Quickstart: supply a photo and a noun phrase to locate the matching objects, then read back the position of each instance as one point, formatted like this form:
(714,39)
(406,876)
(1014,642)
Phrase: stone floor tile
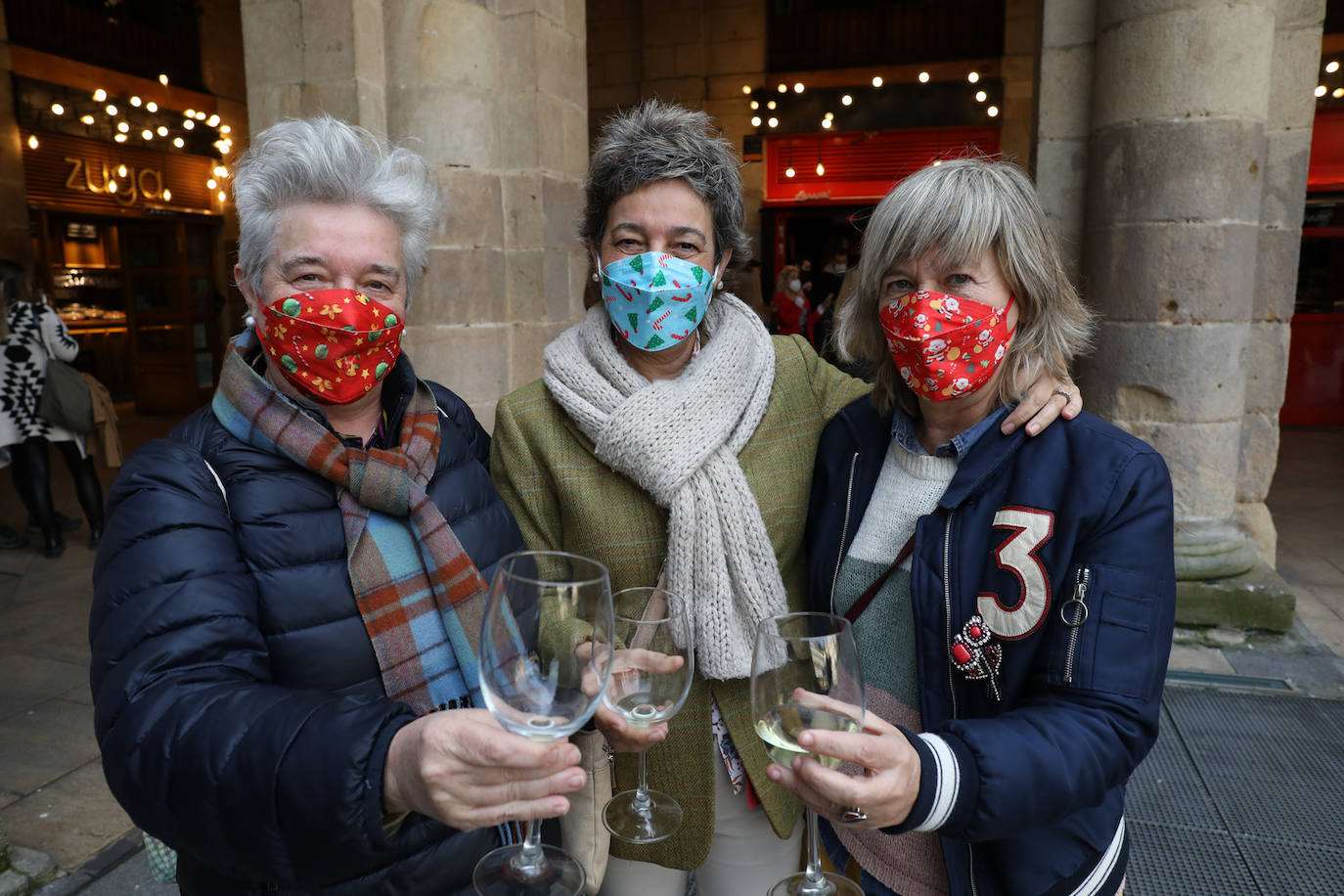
(40,744)
(1189,657)
(31,680)
(70,820)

_ _ _

Directions for this task
Only the words belong in your copy: restate the data above exactly and leave the images out.

Answer to this task
Quickstart: supply a photo and a noun phrase to locate the matching objects, then read back the position of each instance as one point, formatted like this form:
(714,39)
(406,876)
(1014,642)
Phrase: stone floor tile
(40,744)
(1189,657)
(31,680)
(70,820)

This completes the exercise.